● The tasks
**a.** In the email about alt text and accessibility, whose words does Laura Carlson quote about lowering conformance requirements?
**b.** Copy down the email about alt text and accessibility, starting with "I am not clear" and going on through "obliged to do.".
**c.** Write the next part of the email about alt text and accessibility, picking up after its last sentence.

● Document section

%%

From: James Graham <jg307@cam.ac.uk>
Date: Thu, 21 Aug 2008 15:06:10 +0100
Message-ID: <48AD7652.1000102@cam.ac.uk>
To: Laura Carlson <laura.lee.carlson@gmail.com>
CC: Doug Schepers <schepers@w3.org>, Karl Dubost <karl@w3.org>, Ian Hickson <ian@hixie.ch>, HTML WG <public-html@w3.org>, W3C WAI-XTECH <wai-xtech@w3.org>, wai-liaison@w3.org, John Foliot <foliot@wats.ca>, Gez Lemon <gez.lemon@gmail.com>, Al Gilman <alfred.s.gilman@ieee.org>, w3c-wai-pf@w3.org

Laura Carlson wrote:

> As Gez Lemon has said before "Lowering conformance requirements so
> that authors who cannot be bothered to provide alternative text, or
> allowing broken authoring tools to be considered compliant, obviously
> goes a long way from solving the fundamental problem here - that of
> providing content that is accessible by users with disabilities." [4]
> This type solution may help to address conformance requirements and
> mandatory alt text.

I am not clear on how this kind of rhetoric relates to the general accessibility 
burden we expect for the creation and distribution of artistic works. Consider 
some examples:

An artist creates a painting. Is it the responsibility of the artist to create a 
non-visual alternative work for those who cannot perceive the original? Does it 
make a difference if it is displayed in public? What if it is on a cafe wall? 
Does a gallery who make money from exhibiting the work have to ensure that a 
non-visual alternative to the work is available? This is different from ensuring 
that blind people are given access to the gallery which, as I understand it, 
they are legally (and imho morally) obliged to do.

A bookstore distributes works of literature. Must the bookstore ensure that the 
books are available in multiple media to cater for disabilities (evidently not)?

%%

● Information provided

%%

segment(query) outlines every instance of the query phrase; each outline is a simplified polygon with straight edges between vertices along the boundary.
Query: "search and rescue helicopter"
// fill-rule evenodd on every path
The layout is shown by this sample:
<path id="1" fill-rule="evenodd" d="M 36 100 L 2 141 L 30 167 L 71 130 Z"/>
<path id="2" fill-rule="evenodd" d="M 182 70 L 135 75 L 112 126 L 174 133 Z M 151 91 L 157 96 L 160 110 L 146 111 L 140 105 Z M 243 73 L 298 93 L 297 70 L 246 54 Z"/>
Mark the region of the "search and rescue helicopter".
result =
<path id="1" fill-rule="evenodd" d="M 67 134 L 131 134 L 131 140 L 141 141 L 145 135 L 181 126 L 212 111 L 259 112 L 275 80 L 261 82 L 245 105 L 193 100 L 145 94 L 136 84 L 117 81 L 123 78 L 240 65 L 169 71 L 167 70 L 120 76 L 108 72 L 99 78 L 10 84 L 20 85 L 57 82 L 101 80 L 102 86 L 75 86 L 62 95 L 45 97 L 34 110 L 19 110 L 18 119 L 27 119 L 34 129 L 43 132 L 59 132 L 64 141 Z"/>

%%

● Answer list
**a.** Gez Lemon's.

**b.**
I am not clear on how this kind of rhetoric relates to the general accessibility 
burden we expect for the creation and distribution of artistic works. Consider 
some examples:

An artist creates a painting. Is it the responsibility of the artist to create a 
non-visual alternative work for those who cannot perceive the original? Does it 
make a difference if it is displayed in public? What if it is on a cafe wall? 
Does a gallery who make money from exhibiting the work have to ensure that a 
non-visual alternative to the work is available? This is different from ensuring 
that blind people are given access to the gallery which, as I understand it, 
they are legally (and imho morally) obliged to do.

**c.**
Must the publisher? What about catering for people with learning difficulties? 
Should Project Gutenburg be considered non-conforming to HTML for distributing 
James Joyce's Ulysses, since Ulysses willfully fails all of WCAG 2 section 3.1 
[1] by going out of its way to be obtuse and hard to grasp?

A band releases their home-made music video on to YouTube. What responsibilities 
do they have in making alternate versions of the material available to the deaf? 
What would constitute an acceptable alternative even if they did want to do this?

A group of people with a particular type of synesthesia put together a website 
with animations designed to invoke a response amongst people with the same form 
of synesthesia. Should they feel obliged to put a textual description of the 
response in order to provide a limited form of access to that content to people 
without the same cognitive function?

Obviously I have an opinion here but these questions are not rhetorical. I may 
well be wrong :)

My opinion is that there is a responsibility for those providing services to 
provide universal access to those services; to take the much-overused example of 
flickr I believe that they should ensure that their website can be navigated 
blind; that blind users are able to upload photos, make comments, and so on, to 
the same extent that a sighted user can. I believe this is the focus of most 
accessibility legislation although I admit I know little about this area. On the 
other hand I see little precedent for requiring people who publish work in a 
single media, or work that is for some other reason inaccessible to part of the 
population, to make an alternate version of that work which is accessible to 
some of the people who cannot access the primary version. So flickr should not 
be required to make people provide text-alternatives for their photographs. My 
feeling is that in general (i.e. not just in the case of flickr) such a 
requirement would have a chilling effect on free speech and on creative arts.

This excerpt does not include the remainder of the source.